__SOURCE DOCUMENT__
And that's probably true. Governments around the world are so locked into Microsoft software that they are, effectively, clients of the Redmond giant. In that respect, the UK government is more tightly shackled than most. If you want to sell software to the NHS, for example, it has to run on Version 6 of Internet Explorer, Microsoft's obsolete and woefully insecure browser. Suppliers to many other branches of the public service are similarly constrained. The implication is that the UK probably has upwards of 1m public-service PCs that are running a dangerously insecure browser from which the government cannot afford to escape, because upgrading would break many key software systems and require the purchase of new machines to run more modern software.

So Microsoft is a huge and important company. But guess what? It's in danger of being dwarfed by an outfit that it once regarded as a joke. In terms of market capitalisation, Apple passed Microsoft ages ago. When I last checked, Apple was valued at $364bn, compared with Microsoft's $230.5bn. And at the moment, there is only one other corporation in the world – Exxon Mobil – that is bigger than Apple.

__GIVEN RECORDS__
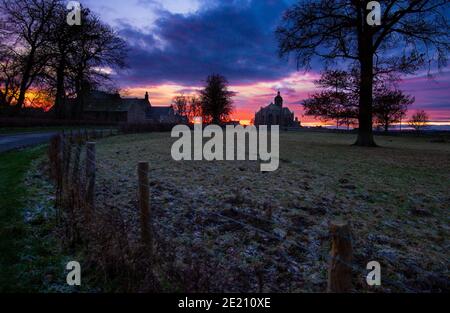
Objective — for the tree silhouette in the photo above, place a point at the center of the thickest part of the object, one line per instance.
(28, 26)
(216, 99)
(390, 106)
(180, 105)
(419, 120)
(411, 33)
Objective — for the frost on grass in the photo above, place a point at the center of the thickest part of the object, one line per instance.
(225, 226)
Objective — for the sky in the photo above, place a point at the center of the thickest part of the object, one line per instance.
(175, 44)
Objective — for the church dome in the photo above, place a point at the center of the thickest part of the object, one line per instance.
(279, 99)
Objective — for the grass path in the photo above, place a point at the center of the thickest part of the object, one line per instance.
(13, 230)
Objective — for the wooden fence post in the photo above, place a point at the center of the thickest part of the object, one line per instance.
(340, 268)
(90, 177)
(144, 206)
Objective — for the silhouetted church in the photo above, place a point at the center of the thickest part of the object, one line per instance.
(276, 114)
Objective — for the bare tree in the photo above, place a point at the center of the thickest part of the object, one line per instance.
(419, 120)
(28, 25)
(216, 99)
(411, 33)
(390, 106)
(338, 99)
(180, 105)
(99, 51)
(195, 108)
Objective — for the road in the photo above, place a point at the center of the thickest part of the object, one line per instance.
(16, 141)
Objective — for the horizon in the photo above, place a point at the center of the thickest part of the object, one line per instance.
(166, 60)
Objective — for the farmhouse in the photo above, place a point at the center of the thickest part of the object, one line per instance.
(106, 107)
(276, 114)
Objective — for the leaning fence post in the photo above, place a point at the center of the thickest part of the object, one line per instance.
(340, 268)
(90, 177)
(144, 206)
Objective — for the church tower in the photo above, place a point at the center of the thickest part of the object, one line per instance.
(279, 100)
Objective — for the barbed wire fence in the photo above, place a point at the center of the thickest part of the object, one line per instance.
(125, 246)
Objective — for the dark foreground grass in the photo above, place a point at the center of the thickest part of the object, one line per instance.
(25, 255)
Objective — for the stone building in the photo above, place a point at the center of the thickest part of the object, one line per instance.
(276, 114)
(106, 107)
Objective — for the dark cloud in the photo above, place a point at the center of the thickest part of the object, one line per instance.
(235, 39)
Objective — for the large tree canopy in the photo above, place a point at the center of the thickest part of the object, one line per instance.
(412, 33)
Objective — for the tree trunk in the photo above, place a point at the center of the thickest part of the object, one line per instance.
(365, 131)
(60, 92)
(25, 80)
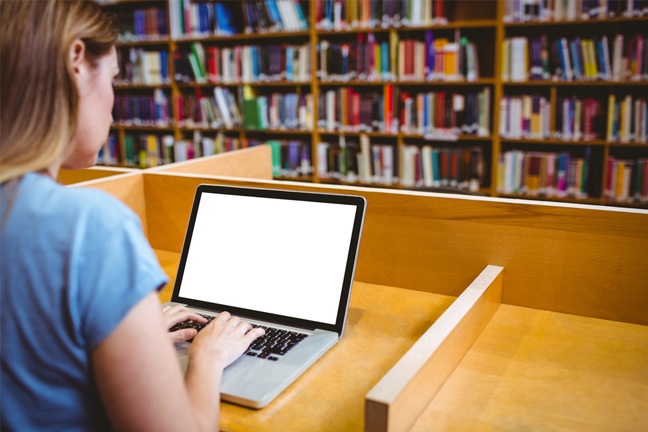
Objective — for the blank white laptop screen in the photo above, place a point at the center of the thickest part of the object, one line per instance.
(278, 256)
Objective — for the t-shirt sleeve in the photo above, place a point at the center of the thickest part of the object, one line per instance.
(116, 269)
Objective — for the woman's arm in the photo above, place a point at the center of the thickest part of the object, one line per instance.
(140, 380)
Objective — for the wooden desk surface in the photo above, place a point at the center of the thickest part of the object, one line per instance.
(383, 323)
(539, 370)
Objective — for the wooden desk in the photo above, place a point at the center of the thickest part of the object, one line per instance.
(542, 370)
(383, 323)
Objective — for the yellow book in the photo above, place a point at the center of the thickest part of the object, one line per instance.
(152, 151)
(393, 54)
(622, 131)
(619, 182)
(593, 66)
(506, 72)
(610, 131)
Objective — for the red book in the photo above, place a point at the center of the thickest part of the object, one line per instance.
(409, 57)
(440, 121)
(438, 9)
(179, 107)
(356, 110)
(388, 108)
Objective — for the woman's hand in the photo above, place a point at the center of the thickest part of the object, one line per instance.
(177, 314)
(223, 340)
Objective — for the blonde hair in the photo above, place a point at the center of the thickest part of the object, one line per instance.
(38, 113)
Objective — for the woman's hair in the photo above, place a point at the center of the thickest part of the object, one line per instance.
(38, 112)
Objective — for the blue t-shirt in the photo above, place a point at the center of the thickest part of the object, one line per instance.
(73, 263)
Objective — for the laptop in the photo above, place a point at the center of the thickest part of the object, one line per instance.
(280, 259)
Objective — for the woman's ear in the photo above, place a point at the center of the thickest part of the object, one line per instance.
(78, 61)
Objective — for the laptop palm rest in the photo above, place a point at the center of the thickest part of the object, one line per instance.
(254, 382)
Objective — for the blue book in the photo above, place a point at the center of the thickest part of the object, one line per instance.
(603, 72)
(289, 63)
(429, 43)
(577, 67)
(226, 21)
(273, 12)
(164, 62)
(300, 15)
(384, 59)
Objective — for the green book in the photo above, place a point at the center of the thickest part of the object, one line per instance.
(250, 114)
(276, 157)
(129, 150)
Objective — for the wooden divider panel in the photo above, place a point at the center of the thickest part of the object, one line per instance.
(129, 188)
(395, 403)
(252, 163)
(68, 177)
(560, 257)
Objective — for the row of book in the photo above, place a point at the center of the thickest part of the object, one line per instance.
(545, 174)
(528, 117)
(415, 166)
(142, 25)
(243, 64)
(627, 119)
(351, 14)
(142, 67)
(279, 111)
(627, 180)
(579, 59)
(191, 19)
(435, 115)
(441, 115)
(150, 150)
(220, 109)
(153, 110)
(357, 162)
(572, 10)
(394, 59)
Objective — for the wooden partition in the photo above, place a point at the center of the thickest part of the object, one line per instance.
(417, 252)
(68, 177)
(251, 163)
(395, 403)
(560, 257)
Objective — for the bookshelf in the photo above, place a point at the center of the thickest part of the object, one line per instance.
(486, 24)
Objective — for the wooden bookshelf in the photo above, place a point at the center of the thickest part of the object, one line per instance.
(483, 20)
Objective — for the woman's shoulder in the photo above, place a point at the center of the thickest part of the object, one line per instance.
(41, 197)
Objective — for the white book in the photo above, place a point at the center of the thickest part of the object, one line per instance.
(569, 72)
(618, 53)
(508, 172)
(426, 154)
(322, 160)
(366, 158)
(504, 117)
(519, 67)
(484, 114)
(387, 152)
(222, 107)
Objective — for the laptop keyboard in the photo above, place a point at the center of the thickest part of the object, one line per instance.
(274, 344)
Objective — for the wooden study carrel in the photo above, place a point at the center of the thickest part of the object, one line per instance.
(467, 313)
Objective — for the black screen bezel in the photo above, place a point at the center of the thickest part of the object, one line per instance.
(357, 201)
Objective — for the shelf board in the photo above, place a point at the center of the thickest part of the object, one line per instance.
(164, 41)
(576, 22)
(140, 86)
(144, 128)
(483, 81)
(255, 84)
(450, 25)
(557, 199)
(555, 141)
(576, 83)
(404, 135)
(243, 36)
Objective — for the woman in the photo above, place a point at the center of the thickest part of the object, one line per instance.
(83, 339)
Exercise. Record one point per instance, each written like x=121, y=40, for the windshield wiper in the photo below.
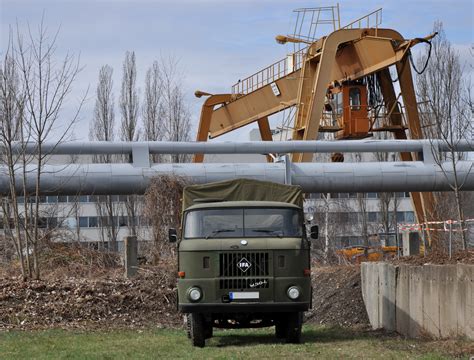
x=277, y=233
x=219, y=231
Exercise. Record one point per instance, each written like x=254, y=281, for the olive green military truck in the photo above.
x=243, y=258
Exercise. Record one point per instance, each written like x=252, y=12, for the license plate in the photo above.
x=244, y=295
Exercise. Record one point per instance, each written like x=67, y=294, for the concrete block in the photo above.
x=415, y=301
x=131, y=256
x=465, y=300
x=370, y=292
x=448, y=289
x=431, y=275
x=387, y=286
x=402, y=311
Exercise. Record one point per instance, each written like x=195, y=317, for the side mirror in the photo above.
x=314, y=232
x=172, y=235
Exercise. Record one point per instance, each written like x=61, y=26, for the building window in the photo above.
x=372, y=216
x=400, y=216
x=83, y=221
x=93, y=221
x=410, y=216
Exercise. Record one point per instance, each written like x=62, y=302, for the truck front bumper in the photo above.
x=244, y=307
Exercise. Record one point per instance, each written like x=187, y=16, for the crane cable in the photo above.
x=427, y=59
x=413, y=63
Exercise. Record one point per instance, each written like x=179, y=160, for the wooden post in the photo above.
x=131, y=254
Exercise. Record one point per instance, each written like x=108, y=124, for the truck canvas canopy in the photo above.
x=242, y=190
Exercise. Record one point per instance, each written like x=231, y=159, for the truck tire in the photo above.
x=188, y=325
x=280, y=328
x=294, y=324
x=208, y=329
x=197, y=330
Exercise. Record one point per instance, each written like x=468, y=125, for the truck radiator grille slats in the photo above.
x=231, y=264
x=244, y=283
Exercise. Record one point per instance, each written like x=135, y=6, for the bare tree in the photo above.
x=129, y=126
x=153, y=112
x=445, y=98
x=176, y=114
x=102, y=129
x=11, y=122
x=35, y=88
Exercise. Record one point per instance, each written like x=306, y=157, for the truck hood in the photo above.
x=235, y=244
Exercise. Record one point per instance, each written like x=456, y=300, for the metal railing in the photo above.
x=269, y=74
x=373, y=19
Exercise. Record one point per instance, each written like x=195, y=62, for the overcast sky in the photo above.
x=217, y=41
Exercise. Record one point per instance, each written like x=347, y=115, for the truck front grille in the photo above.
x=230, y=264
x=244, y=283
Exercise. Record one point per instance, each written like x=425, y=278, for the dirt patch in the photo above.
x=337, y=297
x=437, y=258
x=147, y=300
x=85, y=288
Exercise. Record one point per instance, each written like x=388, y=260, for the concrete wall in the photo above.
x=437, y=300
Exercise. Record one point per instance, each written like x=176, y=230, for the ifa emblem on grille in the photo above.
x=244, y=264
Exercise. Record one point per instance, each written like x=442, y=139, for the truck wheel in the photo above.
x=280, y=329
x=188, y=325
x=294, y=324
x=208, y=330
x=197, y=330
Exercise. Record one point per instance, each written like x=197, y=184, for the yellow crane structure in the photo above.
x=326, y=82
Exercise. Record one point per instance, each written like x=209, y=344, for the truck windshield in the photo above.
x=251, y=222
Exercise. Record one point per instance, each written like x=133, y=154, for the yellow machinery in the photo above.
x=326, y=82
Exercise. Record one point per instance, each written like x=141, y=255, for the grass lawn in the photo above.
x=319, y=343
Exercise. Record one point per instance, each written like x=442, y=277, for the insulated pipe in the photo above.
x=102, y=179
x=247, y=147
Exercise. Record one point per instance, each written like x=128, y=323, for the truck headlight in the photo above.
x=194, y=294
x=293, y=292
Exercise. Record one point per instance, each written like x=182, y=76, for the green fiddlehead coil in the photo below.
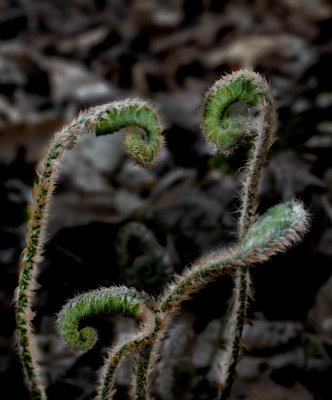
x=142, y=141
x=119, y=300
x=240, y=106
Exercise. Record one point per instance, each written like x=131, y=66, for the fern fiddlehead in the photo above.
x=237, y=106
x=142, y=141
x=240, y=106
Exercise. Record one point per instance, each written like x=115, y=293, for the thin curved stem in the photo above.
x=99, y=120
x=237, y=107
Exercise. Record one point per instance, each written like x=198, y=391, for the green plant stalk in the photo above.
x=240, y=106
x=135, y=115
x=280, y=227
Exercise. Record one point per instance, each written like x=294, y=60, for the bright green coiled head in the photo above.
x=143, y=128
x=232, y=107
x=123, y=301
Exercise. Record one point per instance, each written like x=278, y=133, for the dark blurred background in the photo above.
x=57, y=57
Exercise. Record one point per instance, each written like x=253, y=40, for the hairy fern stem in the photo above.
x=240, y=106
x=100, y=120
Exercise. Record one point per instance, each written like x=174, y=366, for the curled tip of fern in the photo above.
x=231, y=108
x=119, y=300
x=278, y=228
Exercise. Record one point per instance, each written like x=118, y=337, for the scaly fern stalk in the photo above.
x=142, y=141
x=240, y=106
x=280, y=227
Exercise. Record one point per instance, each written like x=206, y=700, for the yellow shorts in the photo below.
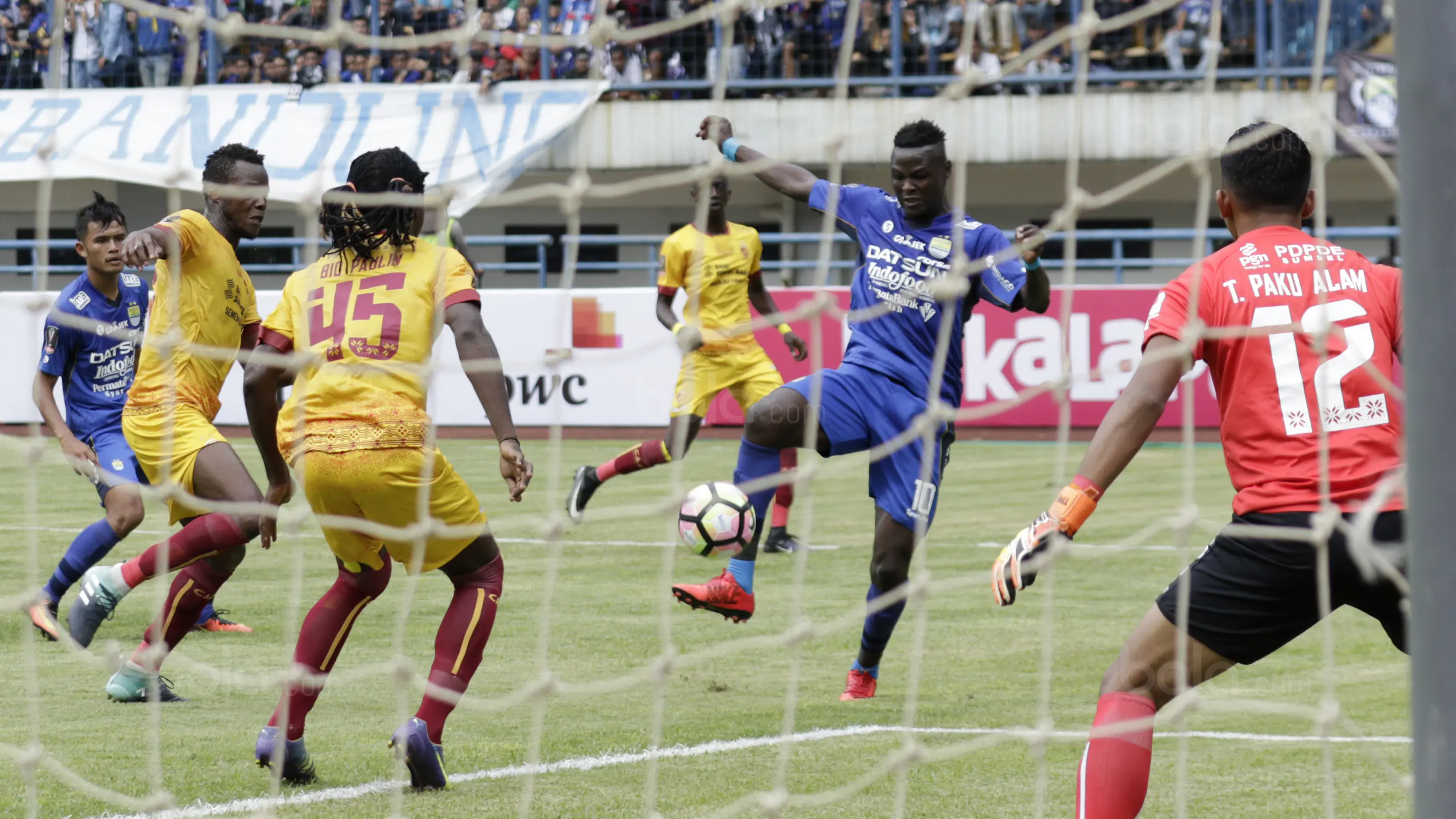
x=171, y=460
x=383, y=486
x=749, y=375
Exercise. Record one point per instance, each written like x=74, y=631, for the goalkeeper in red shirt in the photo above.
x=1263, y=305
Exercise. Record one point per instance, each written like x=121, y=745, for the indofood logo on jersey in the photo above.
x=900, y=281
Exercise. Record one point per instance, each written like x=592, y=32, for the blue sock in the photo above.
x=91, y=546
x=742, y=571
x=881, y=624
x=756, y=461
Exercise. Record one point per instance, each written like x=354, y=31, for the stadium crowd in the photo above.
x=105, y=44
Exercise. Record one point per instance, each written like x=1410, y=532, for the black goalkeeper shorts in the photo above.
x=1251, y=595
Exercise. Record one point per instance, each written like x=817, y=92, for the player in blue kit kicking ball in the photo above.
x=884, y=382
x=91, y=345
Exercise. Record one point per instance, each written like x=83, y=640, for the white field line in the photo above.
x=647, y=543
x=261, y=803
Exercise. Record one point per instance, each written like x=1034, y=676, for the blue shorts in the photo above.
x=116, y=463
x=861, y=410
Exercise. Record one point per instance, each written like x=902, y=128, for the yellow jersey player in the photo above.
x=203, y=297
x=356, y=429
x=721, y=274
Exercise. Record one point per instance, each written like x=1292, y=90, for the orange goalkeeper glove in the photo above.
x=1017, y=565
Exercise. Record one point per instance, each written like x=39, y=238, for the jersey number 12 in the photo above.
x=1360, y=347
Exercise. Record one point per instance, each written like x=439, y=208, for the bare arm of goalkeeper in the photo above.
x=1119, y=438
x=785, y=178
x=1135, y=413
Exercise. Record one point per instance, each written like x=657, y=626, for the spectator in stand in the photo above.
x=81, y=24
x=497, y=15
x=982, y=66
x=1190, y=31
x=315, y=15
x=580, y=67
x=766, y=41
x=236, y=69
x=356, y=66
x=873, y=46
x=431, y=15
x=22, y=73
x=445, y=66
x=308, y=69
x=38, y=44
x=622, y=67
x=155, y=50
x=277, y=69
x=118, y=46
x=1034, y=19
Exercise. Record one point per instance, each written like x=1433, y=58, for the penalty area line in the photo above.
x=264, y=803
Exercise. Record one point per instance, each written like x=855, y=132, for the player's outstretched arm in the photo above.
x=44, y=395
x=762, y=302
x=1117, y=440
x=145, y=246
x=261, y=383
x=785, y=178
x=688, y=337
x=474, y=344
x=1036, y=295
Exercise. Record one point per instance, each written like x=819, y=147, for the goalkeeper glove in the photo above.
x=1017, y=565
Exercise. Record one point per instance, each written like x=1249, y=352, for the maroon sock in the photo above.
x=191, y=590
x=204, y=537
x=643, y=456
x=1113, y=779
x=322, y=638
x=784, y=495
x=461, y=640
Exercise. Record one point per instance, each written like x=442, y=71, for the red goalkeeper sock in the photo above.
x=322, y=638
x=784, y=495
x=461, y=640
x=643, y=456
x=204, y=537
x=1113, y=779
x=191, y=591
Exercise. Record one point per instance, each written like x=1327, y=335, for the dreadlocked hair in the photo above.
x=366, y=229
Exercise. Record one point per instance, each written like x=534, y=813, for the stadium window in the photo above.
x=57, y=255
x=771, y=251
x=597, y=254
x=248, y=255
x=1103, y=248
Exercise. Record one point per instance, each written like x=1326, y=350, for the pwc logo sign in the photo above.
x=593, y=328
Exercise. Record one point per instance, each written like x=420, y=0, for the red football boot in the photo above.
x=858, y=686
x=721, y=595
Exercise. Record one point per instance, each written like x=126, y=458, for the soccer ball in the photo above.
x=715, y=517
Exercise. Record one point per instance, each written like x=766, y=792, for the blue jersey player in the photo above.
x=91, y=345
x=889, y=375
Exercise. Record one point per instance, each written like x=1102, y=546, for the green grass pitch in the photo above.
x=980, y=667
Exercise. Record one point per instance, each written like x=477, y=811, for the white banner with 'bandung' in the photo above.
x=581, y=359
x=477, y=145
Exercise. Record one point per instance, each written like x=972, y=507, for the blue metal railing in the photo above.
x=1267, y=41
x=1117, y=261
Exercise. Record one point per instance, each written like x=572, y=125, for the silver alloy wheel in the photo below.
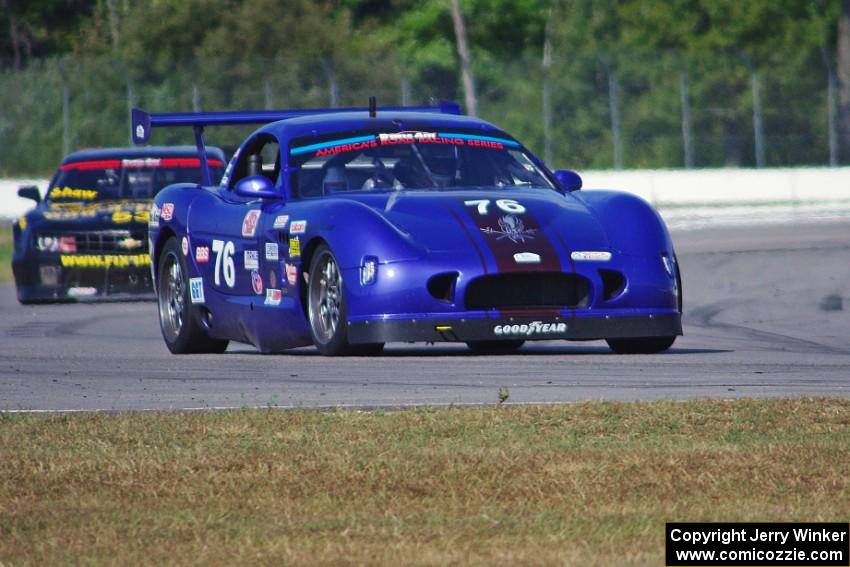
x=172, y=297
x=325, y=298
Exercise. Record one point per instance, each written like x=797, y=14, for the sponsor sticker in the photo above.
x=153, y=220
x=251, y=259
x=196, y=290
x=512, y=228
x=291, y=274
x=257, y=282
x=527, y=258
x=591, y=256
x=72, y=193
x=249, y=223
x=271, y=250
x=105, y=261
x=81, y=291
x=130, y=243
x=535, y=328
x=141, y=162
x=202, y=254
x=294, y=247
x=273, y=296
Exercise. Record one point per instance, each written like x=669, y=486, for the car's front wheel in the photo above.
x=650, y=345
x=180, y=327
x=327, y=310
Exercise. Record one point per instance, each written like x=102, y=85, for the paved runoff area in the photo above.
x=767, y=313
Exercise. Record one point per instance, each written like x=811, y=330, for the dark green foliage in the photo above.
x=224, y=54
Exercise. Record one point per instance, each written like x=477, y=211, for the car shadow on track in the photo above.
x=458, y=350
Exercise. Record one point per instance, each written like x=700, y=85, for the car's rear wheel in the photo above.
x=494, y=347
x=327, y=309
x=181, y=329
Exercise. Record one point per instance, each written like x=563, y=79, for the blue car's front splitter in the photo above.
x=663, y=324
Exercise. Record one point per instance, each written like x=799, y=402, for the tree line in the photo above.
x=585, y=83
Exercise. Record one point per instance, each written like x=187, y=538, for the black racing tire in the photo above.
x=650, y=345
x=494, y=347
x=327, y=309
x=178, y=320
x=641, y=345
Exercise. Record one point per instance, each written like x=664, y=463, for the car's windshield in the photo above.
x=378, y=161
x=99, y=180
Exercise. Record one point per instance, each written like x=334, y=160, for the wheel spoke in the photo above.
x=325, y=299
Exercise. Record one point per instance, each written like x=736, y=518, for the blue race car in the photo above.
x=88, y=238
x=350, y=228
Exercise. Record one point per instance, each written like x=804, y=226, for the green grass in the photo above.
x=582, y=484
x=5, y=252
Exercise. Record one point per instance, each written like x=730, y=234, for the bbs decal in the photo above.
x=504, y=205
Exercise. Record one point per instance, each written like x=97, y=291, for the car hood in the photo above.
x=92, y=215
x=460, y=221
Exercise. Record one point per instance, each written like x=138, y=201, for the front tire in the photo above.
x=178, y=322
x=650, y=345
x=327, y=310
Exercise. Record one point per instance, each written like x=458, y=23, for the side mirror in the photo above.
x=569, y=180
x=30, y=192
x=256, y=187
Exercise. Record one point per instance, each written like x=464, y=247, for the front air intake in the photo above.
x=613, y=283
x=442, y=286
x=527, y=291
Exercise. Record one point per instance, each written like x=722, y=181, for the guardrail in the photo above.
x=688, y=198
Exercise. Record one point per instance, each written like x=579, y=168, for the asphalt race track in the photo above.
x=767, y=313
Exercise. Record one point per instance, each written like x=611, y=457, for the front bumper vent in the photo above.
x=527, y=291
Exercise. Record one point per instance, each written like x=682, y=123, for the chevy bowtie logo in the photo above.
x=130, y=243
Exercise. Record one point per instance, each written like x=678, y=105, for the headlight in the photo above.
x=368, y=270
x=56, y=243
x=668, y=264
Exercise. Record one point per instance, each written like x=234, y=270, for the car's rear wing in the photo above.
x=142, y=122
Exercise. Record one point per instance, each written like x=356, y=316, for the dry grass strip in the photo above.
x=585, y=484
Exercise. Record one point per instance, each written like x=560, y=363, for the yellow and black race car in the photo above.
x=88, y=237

__WORK TO COMPLETE__
Pick up the piece about Microsoft and Apple right after its last sentence and write the next part. You won't need the material to do this.

__RESPONSE BOX__
Last week, Apple unveiled results that suggest even Exxon may not be safe from the relentless growth of Steve Jobs's empire. Apple made a net profit of $7.31bn on revenues of $28.57bn for the quarter ending in June. That's the best three months it's ever had, with revenues up 82% and profits up 125%. The company also revealed that it's sitting on a $76bn cash mountain. Just to put that in context, Apple could currently buy both Tesco and BT and still have some loose change. The news sparked an 8% rise in the share price, with the stock breaking the $400 barrier for the first time.

So is Apple the new Microsoft? Answer: no – and the quarterly results explain why. The company shipped 20.3m iPhones, 9.25m iPads and 3.95m Macintosh computers in the three months, way ahead of most people's expectations. Apple retail stores also boomed, with revenues up 36% to $35bn. The company now operates 327 stores worldwide – to the point where counterfeit Apple stores are now appearing in China. iTunes now has 225m accounts, and has sold more than 15bn songs.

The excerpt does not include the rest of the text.